Dataset records
----

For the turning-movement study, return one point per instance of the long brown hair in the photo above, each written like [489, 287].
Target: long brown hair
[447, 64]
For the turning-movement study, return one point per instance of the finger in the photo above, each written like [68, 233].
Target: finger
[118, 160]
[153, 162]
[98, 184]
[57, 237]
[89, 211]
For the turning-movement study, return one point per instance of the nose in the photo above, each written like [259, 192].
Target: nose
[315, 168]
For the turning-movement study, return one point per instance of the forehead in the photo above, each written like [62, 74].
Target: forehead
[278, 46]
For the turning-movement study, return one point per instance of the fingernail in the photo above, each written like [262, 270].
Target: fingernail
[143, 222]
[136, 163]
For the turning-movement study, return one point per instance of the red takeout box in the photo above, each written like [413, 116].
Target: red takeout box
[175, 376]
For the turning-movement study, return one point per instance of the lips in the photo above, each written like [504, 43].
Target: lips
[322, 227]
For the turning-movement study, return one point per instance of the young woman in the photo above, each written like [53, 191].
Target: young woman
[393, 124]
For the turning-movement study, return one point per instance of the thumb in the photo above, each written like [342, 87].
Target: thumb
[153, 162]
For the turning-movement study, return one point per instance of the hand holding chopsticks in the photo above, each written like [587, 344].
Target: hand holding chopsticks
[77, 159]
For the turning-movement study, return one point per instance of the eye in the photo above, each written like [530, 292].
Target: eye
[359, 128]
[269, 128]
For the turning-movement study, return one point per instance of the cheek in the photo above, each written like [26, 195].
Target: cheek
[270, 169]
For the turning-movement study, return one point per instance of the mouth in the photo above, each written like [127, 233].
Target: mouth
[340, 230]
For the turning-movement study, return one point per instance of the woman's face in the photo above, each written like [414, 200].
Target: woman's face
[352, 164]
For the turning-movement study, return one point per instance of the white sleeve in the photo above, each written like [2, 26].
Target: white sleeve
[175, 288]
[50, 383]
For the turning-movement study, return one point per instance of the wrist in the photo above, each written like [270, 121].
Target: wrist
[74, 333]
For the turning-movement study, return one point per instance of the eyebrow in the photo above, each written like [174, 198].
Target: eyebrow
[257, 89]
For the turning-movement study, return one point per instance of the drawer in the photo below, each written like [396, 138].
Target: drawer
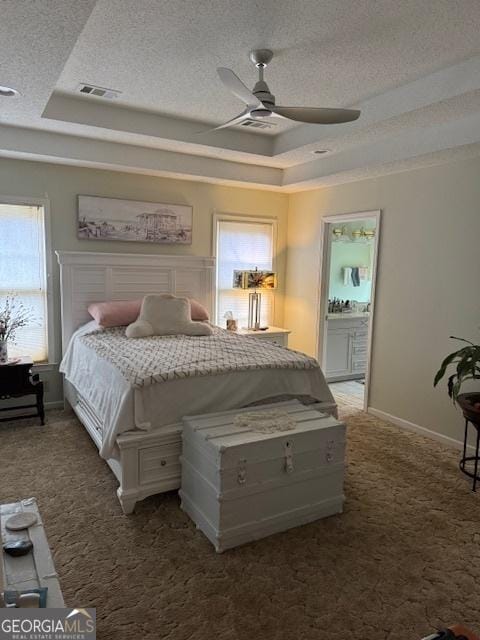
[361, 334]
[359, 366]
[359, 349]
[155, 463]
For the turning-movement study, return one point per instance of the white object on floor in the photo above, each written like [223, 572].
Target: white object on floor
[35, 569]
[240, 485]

----

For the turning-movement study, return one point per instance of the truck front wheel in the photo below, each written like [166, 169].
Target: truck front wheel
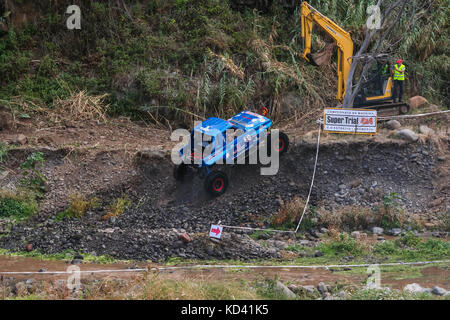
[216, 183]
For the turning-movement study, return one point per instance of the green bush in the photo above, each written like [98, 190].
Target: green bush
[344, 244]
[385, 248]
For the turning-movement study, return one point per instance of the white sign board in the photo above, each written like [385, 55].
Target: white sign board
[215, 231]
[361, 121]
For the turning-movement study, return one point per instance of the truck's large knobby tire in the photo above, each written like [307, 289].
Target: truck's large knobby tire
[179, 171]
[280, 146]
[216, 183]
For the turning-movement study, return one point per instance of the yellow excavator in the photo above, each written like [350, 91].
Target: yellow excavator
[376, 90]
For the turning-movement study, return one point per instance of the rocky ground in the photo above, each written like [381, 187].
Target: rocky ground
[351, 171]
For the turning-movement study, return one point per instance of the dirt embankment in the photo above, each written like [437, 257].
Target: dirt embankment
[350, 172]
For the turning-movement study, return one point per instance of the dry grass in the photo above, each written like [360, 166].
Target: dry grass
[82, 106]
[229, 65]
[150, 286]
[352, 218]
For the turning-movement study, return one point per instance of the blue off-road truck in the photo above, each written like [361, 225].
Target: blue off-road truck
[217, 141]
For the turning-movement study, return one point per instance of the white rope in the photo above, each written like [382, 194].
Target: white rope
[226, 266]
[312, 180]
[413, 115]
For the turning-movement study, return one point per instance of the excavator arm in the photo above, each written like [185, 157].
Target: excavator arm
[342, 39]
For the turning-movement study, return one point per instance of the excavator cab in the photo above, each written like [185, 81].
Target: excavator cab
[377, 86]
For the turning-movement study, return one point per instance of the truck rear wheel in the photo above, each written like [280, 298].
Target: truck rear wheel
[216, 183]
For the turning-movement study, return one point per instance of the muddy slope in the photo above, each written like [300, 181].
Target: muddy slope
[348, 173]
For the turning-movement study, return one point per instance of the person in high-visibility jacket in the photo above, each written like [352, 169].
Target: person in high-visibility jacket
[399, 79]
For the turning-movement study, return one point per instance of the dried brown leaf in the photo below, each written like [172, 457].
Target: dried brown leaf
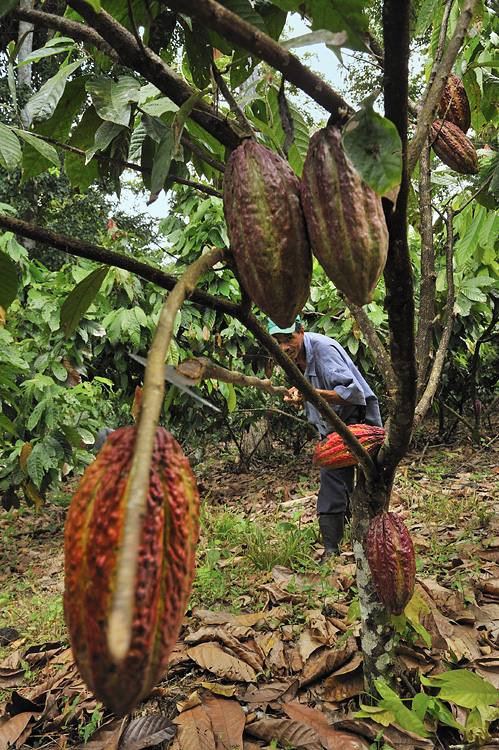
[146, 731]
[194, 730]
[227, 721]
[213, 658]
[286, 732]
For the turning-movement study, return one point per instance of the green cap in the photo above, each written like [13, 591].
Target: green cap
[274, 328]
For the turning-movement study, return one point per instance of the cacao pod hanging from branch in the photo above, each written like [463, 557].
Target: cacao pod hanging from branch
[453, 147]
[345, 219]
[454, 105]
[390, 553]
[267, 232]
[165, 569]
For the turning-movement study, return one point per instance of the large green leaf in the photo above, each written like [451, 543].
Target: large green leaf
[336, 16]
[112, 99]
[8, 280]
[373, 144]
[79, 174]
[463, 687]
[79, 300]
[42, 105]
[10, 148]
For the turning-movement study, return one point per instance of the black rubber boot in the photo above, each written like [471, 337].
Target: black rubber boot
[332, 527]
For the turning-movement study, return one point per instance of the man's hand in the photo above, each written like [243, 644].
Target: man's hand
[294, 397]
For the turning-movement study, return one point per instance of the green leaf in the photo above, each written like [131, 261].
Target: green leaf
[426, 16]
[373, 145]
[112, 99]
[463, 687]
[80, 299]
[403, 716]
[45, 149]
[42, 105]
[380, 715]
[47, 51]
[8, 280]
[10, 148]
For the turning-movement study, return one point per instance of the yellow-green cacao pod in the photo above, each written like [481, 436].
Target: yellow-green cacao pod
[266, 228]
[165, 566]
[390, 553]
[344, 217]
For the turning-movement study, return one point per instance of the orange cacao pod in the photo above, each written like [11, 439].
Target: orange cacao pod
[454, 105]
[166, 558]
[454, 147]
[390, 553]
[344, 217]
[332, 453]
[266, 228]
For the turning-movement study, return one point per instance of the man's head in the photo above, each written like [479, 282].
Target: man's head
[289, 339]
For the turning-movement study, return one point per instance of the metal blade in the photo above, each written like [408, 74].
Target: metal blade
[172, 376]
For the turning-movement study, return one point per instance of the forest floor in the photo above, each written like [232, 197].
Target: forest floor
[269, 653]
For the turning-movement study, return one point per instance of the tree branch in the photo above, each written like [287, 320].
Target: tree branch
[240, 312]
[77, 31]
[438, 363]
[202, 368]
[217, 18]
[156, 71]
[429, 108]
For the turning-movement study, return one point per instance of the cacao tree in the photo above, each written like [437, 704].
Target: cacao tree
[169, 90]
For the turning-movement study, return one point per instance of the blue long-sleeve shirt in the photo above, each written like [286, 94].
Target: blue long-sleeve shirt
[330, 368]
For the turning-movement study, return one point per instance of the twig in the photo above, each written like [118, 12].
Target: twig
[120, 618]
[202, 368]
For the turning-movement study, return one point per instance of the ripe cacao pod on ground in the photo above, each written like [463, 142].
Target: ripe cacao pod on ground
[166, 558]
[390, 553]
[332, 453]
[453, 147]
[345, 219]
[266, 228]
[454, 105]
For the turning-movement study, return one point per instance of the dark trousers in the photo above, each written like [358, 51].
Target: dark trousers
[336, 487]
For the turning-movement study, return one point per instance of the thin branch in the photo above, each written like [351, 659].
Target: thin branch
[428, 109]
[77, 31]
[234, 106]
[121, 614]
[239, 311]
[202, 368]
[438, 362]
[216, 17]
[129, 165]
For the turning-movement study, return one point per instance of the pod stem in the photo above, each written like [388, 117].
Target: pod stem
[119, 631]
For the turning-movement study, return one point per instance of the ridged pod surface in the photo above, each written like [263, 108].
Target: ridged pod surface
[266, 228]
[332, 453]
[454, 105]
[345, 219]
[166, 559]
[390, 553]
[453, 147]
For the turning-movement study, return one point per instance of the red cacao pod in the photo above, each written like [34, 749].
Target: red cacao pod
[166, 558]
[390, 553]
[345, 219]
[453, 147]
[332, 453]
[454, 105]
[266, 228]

----

How many lines in the entries above contain the word "takeout"? Reply with the number alone.

2